What this task involves
Reproduce the listing from the line with "the dragonfly abdomen." to the line with "[(157, 233), (220, 236)]", renaming "shelf-audit tool" to "site-inventory tool" and keeping everything else unchanged. Omit the pictures.

━━━━━ Data records ━━━━━

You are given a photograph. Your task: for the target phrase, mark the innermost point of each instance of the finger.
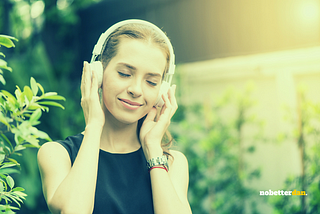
(172, 98)
(151, 115)
(82, 78)
(87, 79)
(166, 108)
(94, 86)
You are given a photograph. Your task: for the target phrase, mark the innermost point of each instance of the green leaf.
(2, 80)
(35, 116)
(51, 103)
(3, 65)
(10, 181)
(34, 86)
(1, 187)
(20, 189)
(35, 106)
(7, 41)
(55, 97)
(41, 88)
(6, 140)
(28, 92)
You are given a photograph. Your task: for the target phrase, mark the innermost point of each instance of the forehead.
(143, 55)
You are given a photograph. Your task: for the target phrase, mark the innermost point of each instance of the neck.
(118, 137)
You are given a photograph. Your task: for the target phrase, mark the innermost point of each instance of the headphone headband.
(98, 47)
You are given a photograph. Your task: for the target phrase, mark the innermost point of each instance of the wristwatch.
(163, 160)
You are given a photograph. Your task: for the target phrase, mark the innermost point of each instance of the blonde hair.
(144, 33)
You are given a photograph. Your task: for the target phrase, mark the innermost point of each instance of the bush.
(19, 116)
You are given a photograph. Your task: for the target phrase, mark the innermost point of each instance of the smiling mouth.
(130, 104)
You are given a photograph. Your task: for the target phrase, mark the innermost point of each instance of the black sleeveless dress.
(123, 181)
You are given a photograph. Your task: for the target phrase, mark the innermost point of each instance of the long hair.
(145, 33)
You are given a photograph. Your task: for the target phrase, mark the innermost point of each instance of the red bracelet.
(160, 167)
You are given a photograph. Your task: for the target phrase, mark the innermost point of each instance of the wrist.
(153, 151)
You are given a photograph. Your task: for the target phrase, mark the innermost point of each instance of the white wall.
(276, 77)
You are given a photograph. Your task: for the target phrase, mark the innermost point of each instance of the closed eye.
(152, 83)
(123, 74)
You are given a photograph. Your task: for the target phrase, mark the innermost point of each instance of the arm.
(72, 189)
(169, 189)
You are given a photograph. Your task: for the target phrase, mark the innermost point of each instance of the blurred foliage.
(19, 114)
(44, 28)
(216, 138)
(307, 136)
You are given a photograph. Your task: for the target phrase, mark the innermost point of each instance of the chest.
(123, 184)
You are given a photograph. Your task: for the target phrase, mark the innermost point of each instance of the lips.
(130, 104)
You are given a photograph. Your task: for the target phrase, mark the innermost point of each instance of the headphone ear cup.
(164, 88)
(98, 68)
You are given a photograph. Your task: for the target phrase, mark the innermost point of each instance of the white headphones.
(97, 65)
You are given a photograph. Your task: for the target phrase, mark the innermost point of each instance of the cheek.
(151, 94)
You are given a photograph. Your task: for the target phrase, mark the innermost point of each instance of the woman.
(103, 169)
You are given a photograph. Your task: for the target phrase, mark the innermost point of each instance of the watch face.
(163, 160)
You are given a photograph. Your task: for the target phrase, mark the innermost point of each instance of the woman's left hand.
(152, 131)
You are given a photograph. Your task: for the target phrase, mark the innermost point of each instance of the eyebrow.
(128, 66)
(134, 69)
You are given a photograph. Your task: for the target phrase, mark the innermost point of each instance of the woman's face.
(132, 79)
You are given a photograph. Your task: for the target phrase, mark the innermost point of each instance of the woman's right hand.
(90, 100)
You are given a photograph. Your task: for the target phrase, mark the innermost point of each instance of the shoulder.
(179, 172)
(51, 151)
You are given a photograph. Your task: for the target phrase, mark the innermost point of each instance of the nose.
(135, 89)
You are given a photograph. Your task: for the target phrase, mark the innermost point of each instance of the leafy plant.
(307, 137)
(19, 114)
(216, 138)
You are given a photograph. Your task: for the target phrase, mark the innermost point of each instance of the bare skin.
(130, 75)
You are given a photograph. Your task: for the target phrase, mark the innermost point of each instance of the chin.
(127, 117)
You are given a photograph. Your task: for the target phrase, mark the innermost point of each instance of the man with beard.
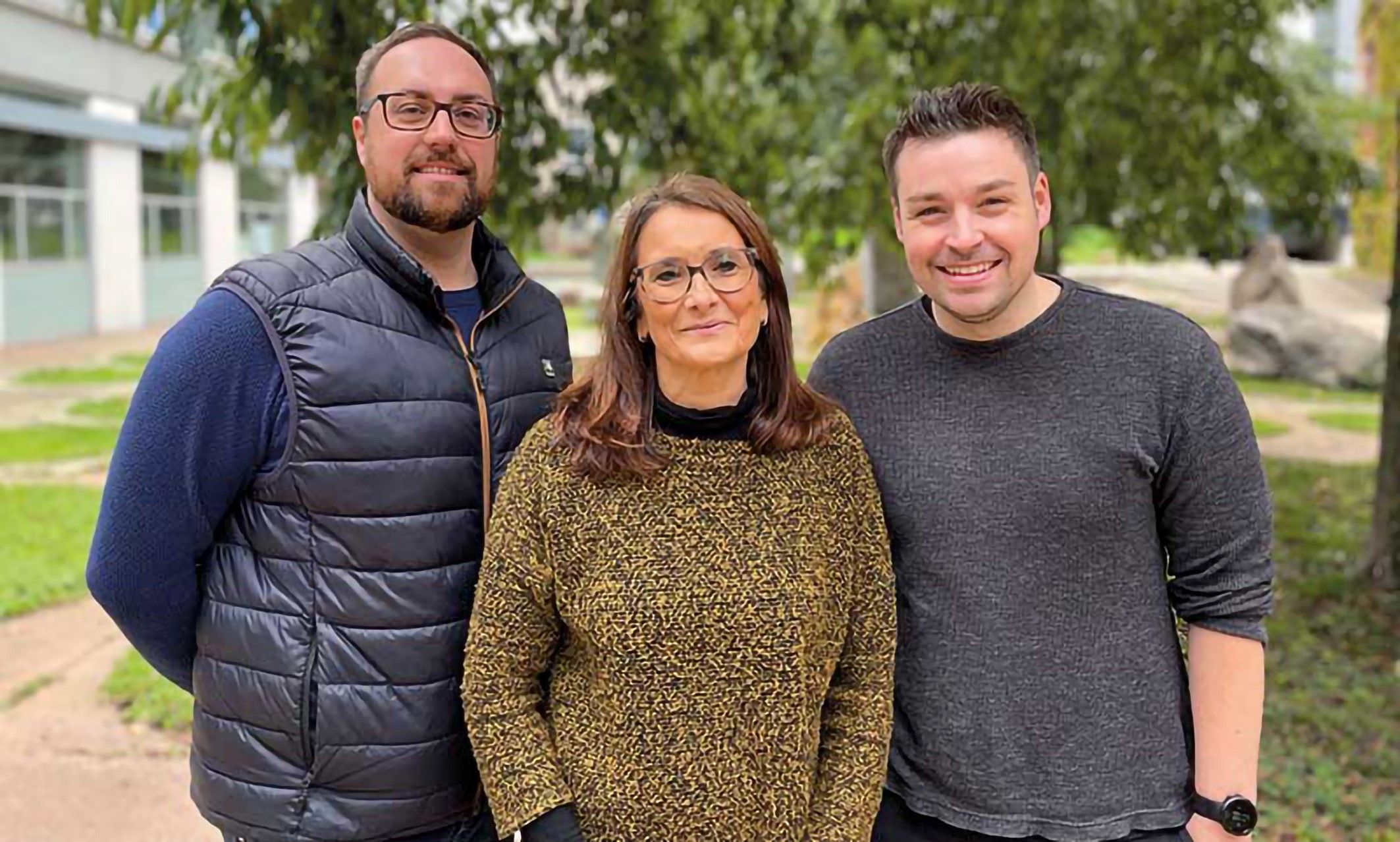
(1064, 474)
(296, 509)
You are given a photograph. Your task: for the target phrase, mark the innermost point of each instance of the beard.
(408, 206)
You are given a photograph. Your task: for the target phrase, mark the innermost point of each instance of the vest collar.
(496, 268)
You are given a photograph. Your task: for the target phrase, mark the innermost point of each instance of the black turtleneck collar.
(496, 268)
(720, 424)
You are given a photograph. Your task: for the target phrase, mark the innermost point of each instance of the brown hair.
(958, 109)
(605, 418)
(414, 31)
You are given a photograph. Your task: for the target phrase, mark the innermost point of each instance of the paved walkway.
(70, 771)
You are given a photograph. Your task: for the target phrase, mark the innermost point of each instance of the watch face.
(1238, 816)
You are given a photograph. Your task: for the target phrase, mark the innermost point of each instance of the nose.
(701, 295)
(967, 236)
(440, 130)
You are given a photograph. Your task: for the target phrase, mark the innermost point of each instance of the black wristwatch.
(1237, 813)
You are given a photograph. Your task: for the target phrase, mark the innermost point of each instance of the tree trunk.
(1385, 524)
(885, 275)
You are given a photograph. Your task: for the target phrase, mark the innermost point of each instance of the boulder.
(1285, 341)
(1266, 278)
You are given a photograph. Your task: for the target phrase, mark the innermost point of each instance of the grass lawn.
(1303, 391)
(143, 695)
(1330, 770)
(580, 320)
(111, 409)
(1091, 244)
(124, 368)
(43, 543)
(1330, 767)
(1350, 422)
(45, 443)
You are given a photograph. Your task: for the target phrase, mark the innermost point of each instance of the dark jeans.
(896, 823)
(473, 829)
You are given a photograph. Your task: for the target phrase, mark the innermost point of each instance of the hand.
(1204, 829)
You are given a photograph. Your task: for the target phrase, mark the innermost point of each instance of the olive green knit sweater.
(706, 655)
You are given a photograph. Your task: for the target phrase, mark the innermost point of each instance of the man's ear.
(1042, 196)
(899, 223)
(358, 129)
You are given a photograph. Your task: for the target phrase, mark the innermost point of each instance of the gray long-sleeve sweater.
(1052, 497)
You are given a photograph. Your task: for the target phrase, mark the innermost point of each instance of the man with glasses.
(296, 509)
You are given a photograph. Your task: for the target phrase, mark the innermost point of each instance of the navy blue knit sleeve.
(209, 414)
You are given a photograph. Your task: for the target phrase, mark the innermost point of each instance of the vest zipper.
(308, 700)
(470, 352)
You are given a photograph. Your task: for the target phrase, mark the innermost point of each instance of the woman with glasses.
(685, 619)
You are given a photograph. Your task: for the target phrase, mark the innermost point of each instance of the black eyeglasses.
(724, 269)
(414, 113)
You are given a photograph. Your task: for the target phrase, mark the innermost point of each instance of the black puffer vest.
(338, 590)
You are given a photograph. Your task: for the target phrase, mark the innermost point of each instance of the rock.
(1266, 278)
(1285, 341)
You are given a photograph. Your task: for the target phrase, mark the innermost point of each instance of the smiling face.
(971, 219)
(705, 335)
(433, 179)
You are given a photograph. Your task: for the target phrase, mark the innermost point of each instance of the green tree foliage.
(1372, 213)
(1156, 117)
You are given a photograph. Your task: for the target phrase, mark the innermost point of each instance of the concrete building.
(101, 226)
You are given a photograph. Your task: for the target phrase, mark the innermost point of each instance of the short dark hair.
(410, 32)
(958, 109)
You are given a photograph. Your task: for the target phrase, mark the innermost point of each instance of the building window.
(42, 201)
(262, 211)
(170, 208)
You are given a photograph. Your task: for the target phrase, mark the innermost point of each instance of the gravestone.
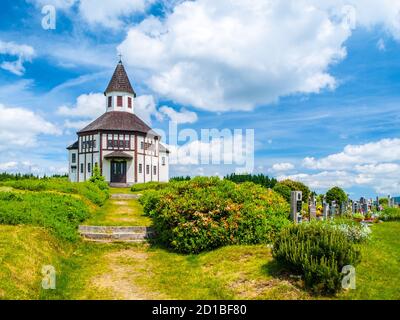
(312, 208)
(296, 206)
(325, 211)
(333, 209)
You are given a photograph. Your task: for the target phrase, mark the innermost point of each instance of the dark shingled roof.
(163, 148)
(118, 155)
(73, 146)
(119, 121)
(120, 81)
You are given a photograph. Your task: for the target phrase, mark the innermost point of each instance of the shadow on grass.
(280, 272)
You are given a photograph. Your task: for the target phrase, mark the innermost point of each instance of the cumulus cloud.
(89, 105)
(145, 108)
(183, 116)
(22, 52)
(110, 13)
(106, 13)
(20, 128)
(224, 55)
(386, 150)
(374, 164)
(33, 167)
(284, 166)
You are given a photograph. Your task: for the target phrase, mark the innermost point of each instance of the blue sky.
(319, 84)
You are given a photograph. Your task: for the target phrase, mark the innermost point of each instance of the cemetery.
(291, 242)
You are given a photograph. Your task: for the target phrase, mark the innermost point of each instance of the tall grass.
(59, 213)
(89, 190)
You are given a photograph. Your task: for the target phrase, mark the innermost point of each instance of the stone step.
(125, 196)
(115, 236)
(119, 185)
(115, 229)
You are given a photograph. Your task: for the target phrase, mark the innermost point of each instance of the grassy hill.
(24, 250)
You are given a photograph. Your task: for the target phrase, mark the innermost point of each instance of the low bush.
(390, 214)
(97, 192)
(283, 190)
(59, 213)
(318, 252)
(148, 186)
(206, 213)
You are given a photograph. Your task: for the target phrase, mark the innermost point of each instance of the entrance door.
(118, 171)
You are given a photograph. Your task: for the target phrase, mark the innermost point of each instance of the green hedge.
(59, 213)
(206, 213)
(390, 214)
(95, 192)
(318, 252)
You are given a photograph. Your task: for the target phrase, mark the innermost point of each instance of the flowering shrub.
(318, 252)
(390, 214)
(206, 213)
(355, 232)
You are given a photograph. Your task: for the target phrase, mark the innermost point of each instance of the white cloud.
(93, 105)
(224, 55)
(375, 165)
(284, 166)
(381, 45)
(183, 116)
(145, 108)
(90, 105)
(19, 128)
(110, 14)
(386, 150)
(23, 52)
(59, 4)
(36, 168)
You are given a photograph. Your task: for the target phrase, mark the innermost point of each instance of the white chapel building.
(125, 148)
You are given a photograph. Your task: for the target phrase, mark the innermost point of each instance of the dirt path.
(122, 274)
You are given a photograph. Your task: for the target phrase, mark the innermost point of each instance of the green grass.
(59, 213)
(378, 275)
(88, 190)
(119, 212)
(118, 271)
(24, 250)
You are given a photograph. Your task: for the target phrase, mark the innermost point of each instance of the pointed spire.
(120, 81)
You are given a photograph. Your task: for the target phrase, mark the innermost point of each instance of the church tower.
(123, 146)
(119, 93)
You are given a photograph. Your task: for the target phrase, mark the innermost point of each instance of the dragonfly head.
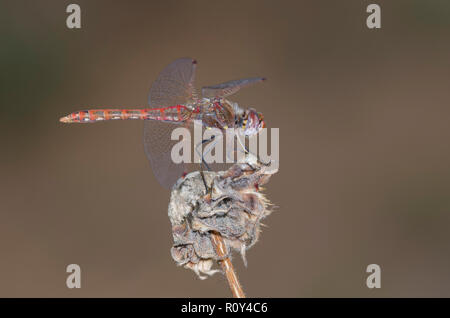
(253, 122)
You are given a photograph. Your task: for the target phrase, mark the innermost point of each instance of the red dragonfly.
(173, 100)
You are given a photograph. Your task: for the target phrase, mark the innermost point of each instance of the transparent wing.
(174, 86)
(229, 88)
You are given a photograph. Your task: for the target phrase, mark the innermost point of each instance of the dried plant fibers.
(208, 224)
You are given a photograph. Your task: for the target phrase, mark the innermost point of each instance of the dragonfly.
(173, 101)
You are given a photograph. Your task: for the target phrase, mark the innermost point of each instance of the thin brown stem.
(227, 266)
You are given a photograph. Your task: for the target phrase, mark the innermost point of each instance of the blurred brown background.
(364, 155)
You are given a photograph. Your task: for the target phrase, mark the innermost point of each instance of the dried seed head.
(233, 207)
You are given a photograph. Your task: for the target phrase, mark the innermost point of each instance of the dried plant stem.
(227, 266)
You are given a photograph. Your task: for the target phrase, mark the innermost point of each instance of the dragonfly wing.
(174, 86)
(229, 88)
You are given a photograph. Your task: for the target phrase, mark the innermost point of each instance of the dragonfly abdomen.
(171, 114)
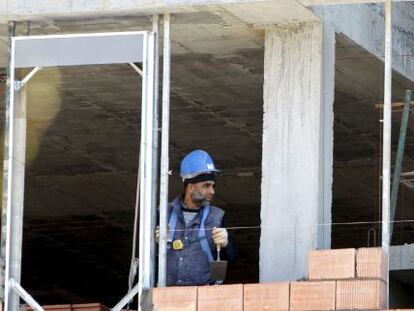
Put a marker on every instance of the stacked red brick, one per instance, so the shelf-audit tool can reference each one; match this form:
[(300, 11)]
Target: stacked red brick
[(359, 276), (342, 279)]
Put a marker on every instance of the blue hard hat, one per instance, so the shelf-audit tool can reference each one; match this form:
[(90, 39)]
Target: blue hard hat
[(196, 163)]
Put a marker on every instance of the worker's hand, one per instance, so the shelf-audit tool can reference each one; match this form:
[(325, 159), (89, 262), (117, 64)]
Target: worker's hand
[(157, 233), (220, 236)]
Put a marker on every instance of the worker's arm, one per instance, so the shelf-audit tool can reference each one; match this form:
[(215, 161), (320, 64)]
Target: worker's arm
[(229, 251)]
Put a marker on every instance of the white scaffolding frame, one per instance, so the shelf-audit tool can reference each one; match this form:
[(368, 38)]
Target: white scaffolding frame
[(74, 50)]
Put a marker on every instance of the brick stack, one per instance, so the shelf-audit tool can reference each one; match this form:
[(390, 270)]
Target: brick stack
[(343, 279)]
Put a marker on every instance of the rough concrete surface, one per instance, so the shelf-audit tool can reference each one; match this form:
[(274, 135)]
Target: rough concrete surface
[(291, 155)]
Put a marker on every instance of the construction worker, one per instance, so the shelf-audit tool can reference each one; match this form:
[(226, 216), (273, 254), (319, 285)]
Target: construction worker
[(196, 228)]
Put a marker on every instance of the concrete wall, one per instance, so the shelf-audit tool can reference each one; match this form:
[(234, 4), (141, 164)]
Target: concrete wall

━━━━━

Answer to this problem
You are given a photograph. Your task: for the target phrase, mark the innermost point of each instance of the dragonfly abdomen.
(171, 114)
Put a marker on every instance of the stacked red brick, one per instance, so the site-inventory tool can reference each one; match this form:
[(300, 11)]
Target: stacked red brick
[(359, 276), (342, 279)]
Put a marker on every instance of the blue hard hat, one per instance, so the site-inventory tool can reference each one; match this form:
[(90, 39)]
Target: blue hard hat
[(196, 163)]
Put a marker on every instance of the worker's hand, one per instance, so the site-inventory tool can reference each one; match this form:
[(325, 159), (89, 262), (117, 64)]
Target: worker's hand
[(157, 233), (220, 236)]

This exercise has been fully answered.